[PASSAGE SHOWN — start]
Dude... You are my new favorite Brain Candy. I'm on a quest for knowledge and found your presentation of information amongst the most absorbable and valuable in my obscenely large word cloud of subjects to explore.
I always knew RNNs would make a comeback. The human brain itself is a RNN, not a convolutional NN or a transformer.
Ty for doing this one!
It seems to me that MAG (gating) and MAL (layering) are very similar to a multi-agent architecture where the outer agent passes in relevant context to the inner agent. This is similar to how I'm integrating my git-like ibgib protocol, which is a content-addressed graph mechanism. So context is "compressed" to the graph address with some metadata. Then new contexts can be dynamically composed when passing between agents.
Thanks again!
[PASSAGE SHOWN — finish]
[RECORDS PROVIDED — start]
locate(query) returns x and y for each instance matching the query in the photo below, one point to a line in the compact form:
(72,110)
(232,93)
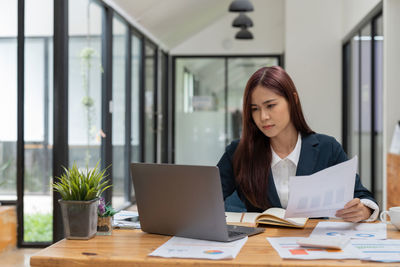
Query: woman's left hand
(354,211)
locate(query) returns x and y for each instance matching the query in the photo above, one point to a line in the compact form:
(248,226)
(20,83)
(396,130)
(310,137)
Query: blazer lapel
(308,155)
(273,197)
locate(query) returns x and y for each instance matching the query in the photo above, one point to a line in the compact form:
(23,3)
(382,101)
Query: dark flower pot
(79,218)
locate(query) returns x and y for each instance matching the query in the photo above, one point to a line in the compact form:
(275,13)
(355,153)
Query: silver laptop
(183,201)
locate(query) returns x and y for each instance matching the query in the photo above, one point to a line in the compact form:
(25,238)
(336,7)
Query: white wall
(219,37)
(391,77)
(313,35)
(354,11)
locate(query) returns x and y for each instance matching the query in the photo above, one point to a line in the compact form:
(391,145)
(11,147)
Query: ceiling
(173,21)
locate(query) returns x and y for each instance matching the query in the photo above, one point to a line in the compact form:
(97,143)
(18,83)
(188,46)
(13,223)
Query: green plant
(81,185)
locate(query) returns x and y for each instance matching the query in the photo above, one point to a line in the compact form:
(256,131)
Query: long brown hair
(252,159)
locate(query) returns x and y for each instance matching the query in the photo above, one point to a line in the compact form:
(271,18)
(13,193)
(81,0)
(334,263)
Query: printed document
(179,247)
(322,193)
(351,230)
(287,248)
(379,250)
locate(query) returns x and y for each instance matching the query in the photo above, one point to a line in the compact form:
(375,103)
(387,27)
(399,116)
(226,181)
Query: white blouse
[RECORDS PROVIDED — finish]
[PROMPT 1]
Answer these questions using the comment thread:
(a) According to the comment thread, what is the human brain itself?
(b) What word appears in parentheses after MAL?
(c) What kind of mechanism is the ibgib protocol described as?
[PROMPT 2] Copy the comment thread word for word between "Dude... You are" and "doing this one!", inclusive.

[RESULT 1]
(a) An RNN.
(b) Layering.
(c) A content-addressed graph mechanism.

[RESULT 2]
Dude... You are my new favorite Brain Candy. I'm on a quest for knowledge and found your presentation of information amongst the most absorbable and valuable in my obscenely large word cloud of subjects to explore.
I always knew RNNs would make a comeback. The human brain itself is a RNN, not a convolutional NN or a transformer.
Ty for doing this one!